● **What the task asks**:
Skipping the images, transcribe each record below as it is.

BEGIN Given data

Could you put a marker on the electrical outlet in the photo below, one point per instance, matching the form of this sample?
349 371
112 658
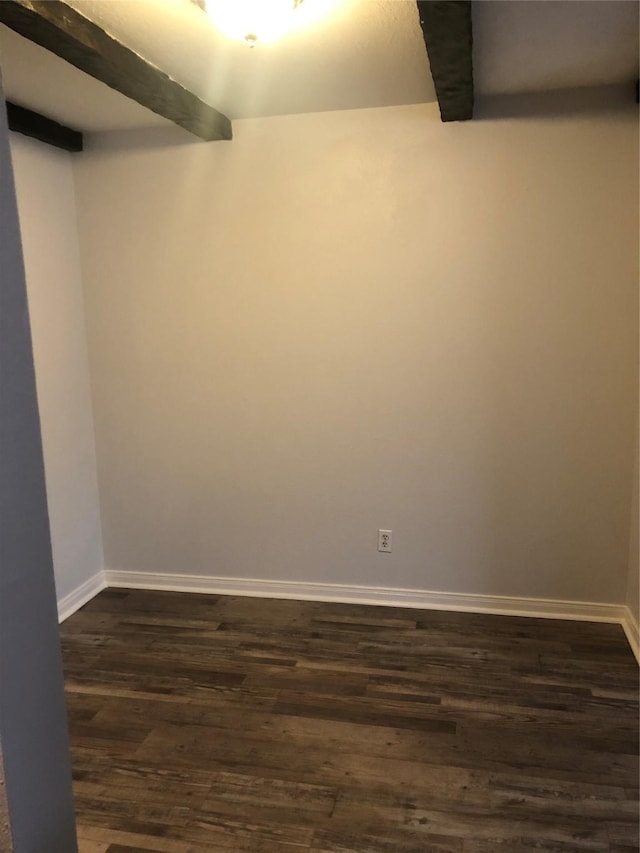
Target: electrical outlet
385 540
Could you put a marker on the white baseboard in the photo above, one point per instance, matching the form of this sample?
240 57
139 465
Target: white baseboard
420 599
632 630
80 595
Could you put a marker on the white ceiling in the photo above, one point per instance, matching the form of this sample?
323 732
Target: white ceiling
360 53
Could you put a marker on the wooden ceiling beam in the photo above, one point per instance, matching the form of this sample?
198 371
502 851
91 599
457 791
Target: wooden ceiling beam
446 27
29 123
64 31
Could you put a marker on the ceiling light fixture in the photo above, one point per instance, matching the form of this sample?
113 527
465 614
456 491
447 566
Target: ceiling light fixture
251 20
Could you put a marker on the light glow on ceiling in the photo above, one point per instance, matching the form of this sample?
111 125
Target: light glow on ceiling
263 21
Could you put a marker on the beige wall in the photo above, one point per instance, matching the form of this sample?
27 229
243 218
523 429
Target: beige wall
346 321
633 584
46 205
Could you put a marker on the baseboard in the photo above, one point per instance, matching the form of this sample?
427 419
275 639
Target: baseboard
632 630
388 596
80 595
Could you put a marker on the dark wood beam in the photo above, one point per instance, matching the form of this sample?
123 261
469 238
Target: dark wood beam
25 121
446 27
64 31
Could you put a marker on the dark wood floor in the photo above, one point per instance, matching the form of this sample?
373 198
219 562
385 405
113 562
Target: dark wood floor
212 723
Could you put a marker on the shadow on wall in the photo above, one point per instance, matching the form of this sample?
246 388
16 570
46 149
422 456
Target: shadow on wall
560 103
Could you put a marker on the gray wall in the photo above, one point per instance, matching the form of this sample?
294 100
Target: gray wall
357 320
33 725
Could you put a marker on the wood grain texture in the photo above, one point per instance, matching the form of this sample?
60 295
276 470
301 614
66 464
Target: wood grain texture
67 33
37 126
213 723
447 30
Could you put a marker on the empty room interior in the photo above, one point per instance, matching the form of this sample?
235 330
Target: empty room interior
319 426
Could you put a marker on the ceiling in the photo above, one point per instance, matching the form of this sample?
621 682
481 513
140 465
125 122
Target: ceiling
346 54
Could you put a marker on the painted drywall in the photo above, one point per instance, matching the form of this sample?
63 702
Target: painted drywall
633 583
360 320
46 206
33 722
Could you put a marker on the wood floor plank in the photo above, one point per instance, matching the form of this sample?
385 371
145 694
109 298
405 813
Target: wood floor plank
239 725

END Given data

● **Response for this exercise**:
Could you put a marker on the electrical outlet in the photo below, one point per instance, matching the form of this sample?
349 371
112 658
Target: electrical outlet
385 540
Could you put a marker on the white baseboard in the photo above, one point per instance, matching the form of this sample?
240 57
139 465
Target: white baseboard
420 599
632 630
80 595
Could you put a marker on the white ceiling in the photo above, one point per instance, matching the form of this sample?
323 732
Target: white ceiling
360 53
Could you put a marker on the wooden ceiling beam in the photo above, one point per instance, matching the form of this sample?
198 371
502 851
91 599
457 791
Target: wooden ceiling beam
446 27
29 123
64 31
Could you put a marker on the ceiling light fixture in the photo above, one point per instance, matching the form of this sample?
113 527
465 614
456 491
447 566
Target: ceiling light fixture
251 20
Could you put a marker on the light glow on ceiling in the photo above, one point per instance, matching the form of this sample?
111 125
Target: light glow on ceiling
263 21
Could you put a marker on the beige wall in the photo above, one point per instance, matching the form of this sample?
27 229
243 218
523 429
Target: beige wall
346 321
633 584
46 205
Could you put a marker on the baseboard in the photo above, one point per instance, matching the form of this sample?
427 419
275 639
Target: baseboard
632 630
388 596
80 595
Could you put a marker on the dark wood beam in the photo above, one point per instance, matching the form of this sample?
123 261
469 238
Target: dark wood beam
25 121
446 27
64 31
Could you put a marker on the dark wood floor in the photo above, one point per instance, matching the form of this sample?
373 198
219 562
385 405
113 562
Target: dark wood floor
212 723
Could you put a marker on the shadow on wall in the photo above, one point per instance, matching the form of this sample?
246 388
16 570
46 149
422 456
Target: shadow on wall
560 103
Could you put a marker on the gray wall in the photo above, one point per instance, matching the form of this sample?
294 100
Target: gray wall
357 320
33 725
Could you put a marker on the wood grain texture in the photo above, one point per instance, matching the form of this sample?
60 295
276 470
301 614
66 464
Target: wood grain texture
67 33
37 126
213 723
447 30
Could you put a marker on the empty room interior in the photo above, one point per instance, matching the form of this sample?
235 330
Target: empty room interior
319 426
Could you put a marker on the ceiling in the photo above, one point per instance, matching the form of this sample?
621 682
481 513
140 465
125 122
Target: ceiling
346 54
Could you put a marker on the painted drywall in the photo above, one point per instance, matching the form of this sample?
63 702
Target: painted drywall
633 583
360 320
46 206
33 722
Could you put a marker on the wood floor plank in the photo above, one point per instance, matching the form of this sample?
385 371
145 694
109 298
405 813
Target: wood floor plank
239 725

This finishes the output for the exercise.